* _EXERCISE INSTRUCTIONS_
**A.** List every keyword given for the ReactDance paper summary below.
**B.** Write the next part of the ReactDance paper summary below, picking up after its last sentence.

ReactDance: Hierarchical Representation for High-Fidelity and Coherent Long-Form Reactive Dance Generation¶

Conference: ICLR 2026
OpenReview: https://openreview.net/forum?id=FvMyAMbbX0
论文: Project Page
Code: TBD
Area: Human Motion Generation / Dance Generation
Keywords: Reactive Dance Generation, Hierarchical Quantization, Diffusion Models, Long-Sequence Parallel Sampling, Classifier-Free Guidance

TL;DR¶

ReactDance utilizes a multi-scale motion representation via Hierarchical Finite Scalar Quantization (HFSQ) to decouple "coarse posture" from "high-frequency details." Combined with non-autoregressive Blocked Local Context (BLC) parallel sampling, it generates high-fidelity and long-term coherent "reactor" dances exceeding 2000 frames (60s+) in under 2 seconds.

Background & Motivation¶

Background: Reactive Dance Generation (RDG) aims to automatically synthesize a "reactor's" dance given a "leader's" motion and background music, ensuring both synchrony and artistic expressiveness. This has applications in social robotics, virtual avatars, and human-computer interaction. Recent duo-dance methods have progressed in "duet synchronization" and "motion-music alignment" using customized network structures, physical constraints, or reinforcement learning.

Limitations of Prior Work: Existing methods rely on holistic, high-level constraints, resulting in motions that are "synchronized but artistically dull," ignoring subtle yet decisive local movements (e.g., the whip-like boleo in Tango). Furthermore, models are predominantly trained on short segments due to the complexity of learning long-range dependencies, leading to an inherent length gap between training and inference. This causes accumulated errors during inference, manifesting as temporal drift and synchronization collapse.

Key Challenge: RDG involves two entangled difficulties—fine-grained spatial interaction and long-term temporal coherence. The former requires simultaneous control over global body poses and high-frequency local details, which single-scale representations cannot control independently. The latter requires stability over lengths far exceeding the training window, whereas autoregressive generation is slow and prone to error accumulation.

Key Insight: The authors draw from two structural principles of dance theory: (1) Hierarchical Motion Composition—dance performances are naturally layered, where full-body rhythm provides structural scaffolding and fine-grained dynamics provide semantic detail. (2) Modular Temporal Coherence—long choreographies achieve consistency by concatenating short, coherent "motifs" while ensuring smooth transitions.

* _SUPPLIED INFORMATION_
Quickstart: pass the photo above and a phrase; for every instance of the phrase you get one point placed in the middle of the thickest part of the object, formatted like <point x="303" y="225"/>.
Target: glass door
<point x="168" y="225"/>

* _OUTPUTS_
**A.** Reactive Dance Generation, Hierarchical Quantization, Diffusion Models, Long-Sequence Parallel Sampling, Classifier-Free Guidance

**B.**
Core Idea: A "coarse-to-fine" hierarchical latent space replaces flat representations to address spatial details, while "block-parallel sampling + dense sliding window training" replaces autoregressive methods to ensure long-term coherence.

Method¶

Overall Architecture¶

ReactDance is a two-stage diffusion framework. Stage 1: Train an autoencoder with an HFSQ bottleneck to encode dance motions into a hierarchical (multi-scale, coarse-to-fine) continuous latent representation $V$. Stage 2: Train a Transformer diffusion model conditioned on leader motion and music to denoise and generate this hierarchical latent representation, which is then decoded back into final motions.

Specifically, the reactor's motion is split into three independent components—upper body, lower body, and relative root distance to the leader—each processed through an identical HFSQ stream. Leader motions are injected via cross-attention, and music features are fused through FiLM layers. During generation, BLC partitions the long timeline into parallelizable blocks, and LDCFG applies independent guidance strengths to different scales during each denoising step.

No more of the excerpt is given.